* Rows from a dataset *
.....

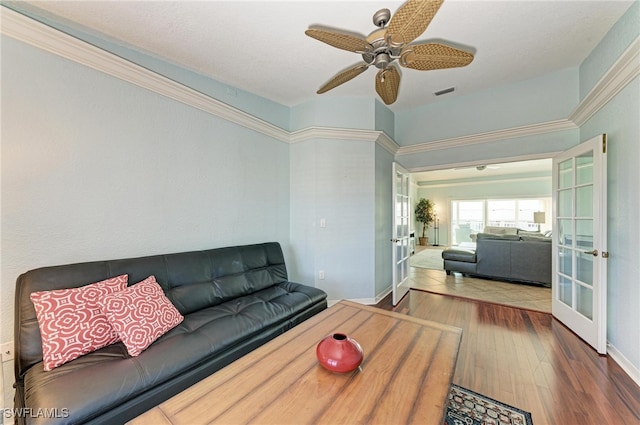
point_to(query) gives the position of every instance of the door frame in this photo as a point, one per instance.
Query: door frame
(400, 233)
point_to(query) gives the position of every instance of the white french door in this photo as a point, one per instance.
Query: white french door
(400, 233)
(580, 241)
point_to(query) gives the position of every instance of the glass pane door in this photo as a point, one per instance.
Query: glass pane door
(579, 241)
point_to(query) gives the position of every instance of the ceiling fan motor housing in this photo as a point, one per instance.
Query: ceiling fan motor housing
(381, 17)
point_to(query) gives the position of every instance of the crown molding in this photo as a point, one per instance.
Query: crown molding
(621, 73)
(471, 182)
(490, 136)
(42, 36)
(30, 31)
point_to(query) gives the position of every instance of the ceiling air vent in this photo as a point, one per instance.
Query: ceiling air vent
(445, 91)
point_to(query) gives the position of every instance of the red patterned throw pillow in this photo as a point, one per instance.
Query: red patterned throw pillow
(71, 322)
(140, 314)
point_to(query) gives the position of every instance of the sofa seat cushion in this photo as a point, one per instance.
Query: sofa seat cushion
(99, 381)
(459, 254)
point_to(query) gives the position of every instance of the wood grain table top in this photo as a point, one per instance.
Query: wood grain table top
(404, 378)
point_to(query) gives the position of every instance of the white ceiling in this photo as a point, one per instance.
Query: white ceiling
(260, 46)
(490, 170)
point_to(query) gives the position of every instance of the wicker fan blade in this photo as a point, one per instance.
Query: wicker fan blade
(411, 20)
(341, 41)
(343, 77)
(387, 83)
(428, 56)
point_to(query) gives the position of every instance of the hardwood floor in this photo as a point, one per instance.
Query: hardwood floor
(531, 361)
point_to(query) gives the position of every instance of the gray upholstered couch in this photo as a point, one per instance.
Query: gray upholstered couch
(512, 257)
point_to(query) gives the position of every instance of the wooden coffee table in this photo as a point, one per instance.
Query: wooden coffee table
(404, 378)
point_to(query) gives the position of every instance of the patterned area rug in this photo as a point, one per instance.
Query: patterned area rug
(470, 408)
(429, 258)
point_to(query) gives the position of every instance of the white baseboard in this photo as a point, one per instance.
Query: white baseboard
(624, 363)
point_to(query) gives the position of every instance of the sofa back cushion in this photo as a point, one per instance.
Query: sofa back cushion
(501, 230)
(191, 280)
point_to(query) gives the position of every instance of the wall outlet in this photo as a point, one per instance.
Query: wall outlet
(7, 351)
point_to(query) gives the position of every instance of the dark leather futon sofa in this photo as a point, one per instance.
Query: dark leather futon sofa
(233, 300)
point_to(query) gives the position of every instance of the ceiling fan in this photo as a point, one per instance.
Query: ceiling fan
(390, 43)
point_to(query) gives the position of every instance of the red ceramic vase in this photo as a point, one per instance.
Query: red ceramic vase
(339, 353)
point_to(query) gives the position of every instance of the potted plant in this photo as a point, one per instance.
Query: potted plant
(425, 214)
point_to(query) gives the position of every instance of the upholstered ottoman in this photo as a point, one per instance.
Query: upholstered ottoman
(459, 260)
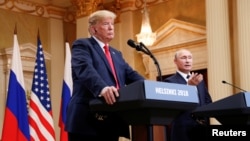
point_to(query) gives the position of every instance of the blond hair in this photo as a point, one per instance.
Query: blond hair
(100, 14)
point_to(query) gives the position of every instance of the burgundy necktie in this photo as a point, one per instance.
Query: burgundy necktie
(107, 53)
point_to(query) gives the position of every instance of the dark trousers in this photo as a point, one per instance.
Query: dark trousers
(80, 137)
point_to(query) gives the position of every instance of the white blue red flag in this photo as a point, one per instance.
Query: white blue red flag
(16, 125)
(40, 111)
(66, 92)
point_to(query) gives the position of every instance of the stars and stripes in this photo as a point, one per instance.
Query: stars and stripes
(40, 111)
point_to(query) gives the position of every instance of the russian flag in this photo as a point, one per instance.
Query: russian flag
(66, 92)
(16, 125)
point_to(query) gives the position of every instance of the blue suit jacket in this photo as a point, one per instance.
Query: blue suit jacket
(91, 72)
(183, 125)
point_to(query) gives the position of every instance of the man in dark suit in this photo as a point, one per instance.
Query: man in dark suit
(94, 77)
(184, 127)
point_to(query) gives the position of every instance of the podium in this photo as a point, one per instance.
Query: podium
(232, 110)
(150, 102)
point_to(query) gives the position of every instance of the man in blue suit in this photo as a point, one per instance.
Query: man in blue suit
(184, 126)
(94, 78)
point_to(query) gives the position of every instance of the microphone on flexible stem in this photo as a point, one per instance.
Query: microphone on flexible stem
(225, 82)
(143, 48)
(138, 47)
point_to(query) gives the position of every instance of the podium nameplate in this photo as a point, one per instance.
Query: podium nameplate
(150, 102)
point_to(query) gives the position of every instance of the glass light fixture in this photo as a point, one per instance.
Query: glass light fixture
(146, 36)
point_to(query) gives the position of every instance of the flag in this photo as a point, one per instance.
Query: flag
(40, 111)
(66, 92)
(16, 125)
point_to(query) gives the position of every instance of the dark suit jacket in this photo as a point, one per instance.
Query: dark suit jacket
(91, 73)
(182, 126)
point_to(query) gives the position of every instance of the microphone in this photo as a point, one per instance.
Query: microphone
(137, 46)
(143, 48)
(225, 82)
(132, 43)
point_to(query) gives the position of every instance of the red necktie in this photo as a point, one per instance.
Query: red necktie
(107, 53)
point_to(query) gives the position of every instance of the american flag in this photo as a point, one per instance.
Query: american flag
(40, 111)
(15, 125)
(66, 92)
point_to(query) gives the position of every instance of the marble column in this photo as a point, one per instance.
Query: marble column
(56, 41)
(218, 47)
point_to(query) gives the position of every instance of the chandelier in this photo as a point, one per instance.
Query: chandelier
(146, 36)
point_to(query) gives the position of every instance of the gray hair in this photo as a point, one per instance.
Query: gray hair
(100, 14)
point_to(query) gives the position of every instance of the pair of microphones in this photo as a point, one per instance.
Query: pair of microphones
(225, 82)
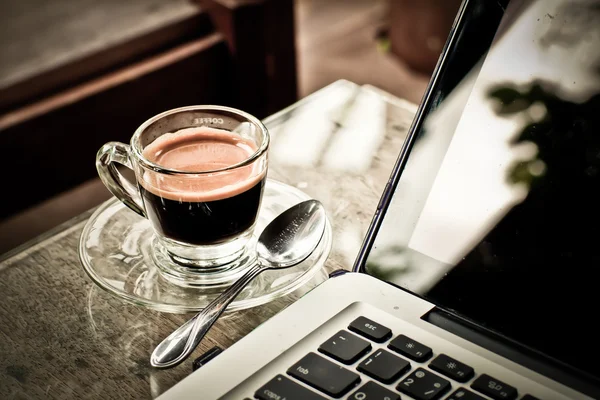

.....

* YOUR TASK *
Select every line above that contains the word "blade" and copy each one out.

* EXERCISE RESPONSE *
point_to(query) gives the position of every instance of the wicker fan blade in this photo as a point, one per instance.
Query: wicker fan blade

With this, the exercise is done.